» Passage provided:
━━━━━━━━
According to a just-published report: "The days of the safe, procedure- driven HR function providing an add-on business support service are over. World-class companies are now demanding that the HR unit adds positive value, not expense."

"The writing on the wall is clear," adds the Business Intelligence report, Transforming HR to Support Corporate Change. People working in HR either respond effectively to the challenge by becoming more strategic and generally effective or they face the sort of things that have happened to other parts of their organisations - downsizing, outsourcing, budget restrictions and ultimately a loss of talent and skills.

At the moment, research suggests that 80 to 90 per cent of what HR does is transactional at the expense of business-focused thinking. The key is for HR units to rethink their activities in order to help push their organisations forward.

Among the examples of best practice from around the world highlighted by the 400-page report are LL Bean, the US mail-order retailer of outdoor clothing, which has integrated total quality with HR. The result is that the HR department is on its way to saving the company $30m (pounds 18m) over the next year through initiating improvements.

More surprisingly, perhaps, the report by Chris Ashton also describes how over the past three years the London Borough of Brent has transformed its HR department from a centralised keeper of records into a total quality- driven, customer-focused organisation. The change has been symbolised by the replacement of about 600 pages of personnel practice with 36, and the slimming down of staff from 80 serving 8,000 council staff to just seven serving 5,500.

Mr Ashton adds: "IF HR does not move forward it will be shaken up, slimmed down or sidelined. It could even be outsourced. If practitioners don't throw off their traditional comfort blanket, it will be pulled away by executives impatient for results."
━━━━━━━━
» Your task: From the HR passage, list each thing it says has happened to other parts of organisations. The entries that follow were drawn from a separate source.

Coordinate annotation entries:
━━━━━━━━
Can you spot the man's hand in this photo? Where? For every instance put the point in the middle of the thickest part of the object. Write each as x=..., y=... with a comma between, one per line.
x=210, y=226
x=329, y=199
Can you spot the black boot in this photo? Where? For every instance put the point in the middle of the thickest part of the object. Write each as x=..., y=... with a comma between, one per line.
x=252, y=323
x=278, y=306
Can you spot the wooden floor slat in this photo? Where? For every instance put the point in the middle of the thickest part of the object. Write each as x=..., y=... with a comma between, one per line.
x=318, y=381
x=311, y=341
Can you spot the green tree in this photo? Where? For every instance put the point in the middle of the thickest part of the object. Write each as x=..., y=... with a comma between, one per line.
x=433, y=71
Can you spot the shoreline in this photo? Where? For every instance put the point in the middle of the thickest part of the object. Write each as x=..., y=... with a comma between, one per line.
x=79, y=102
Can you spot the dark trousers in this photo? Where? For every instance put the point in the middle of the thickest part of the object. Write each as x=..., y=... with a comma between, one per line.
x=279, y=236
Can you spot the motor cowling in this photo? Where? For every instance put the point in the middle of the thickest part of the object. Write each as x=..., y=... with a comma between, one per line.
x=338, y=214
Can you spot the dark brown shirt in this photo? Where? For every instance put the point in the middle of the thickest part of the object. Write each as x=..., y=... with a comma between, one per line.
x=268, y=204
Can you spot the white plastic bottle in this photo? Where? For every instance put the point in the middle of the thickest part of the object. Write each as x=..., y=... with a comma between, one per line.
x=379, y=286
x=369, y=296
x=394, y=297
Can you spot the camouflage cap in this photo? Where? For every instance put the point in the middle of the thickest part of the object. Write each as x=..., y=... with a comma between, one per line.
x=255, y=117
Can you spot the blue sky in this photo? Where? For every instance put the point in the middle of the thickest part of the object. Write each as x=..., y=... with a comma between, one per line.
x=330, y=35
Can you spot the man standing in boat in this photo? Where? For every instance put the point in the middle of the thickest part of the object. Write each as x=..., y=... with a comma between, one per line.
━━━━━━━━
» Task result:
- Downsizing
- Outsourcing
- Budget restrictions
- A loss of talent and skills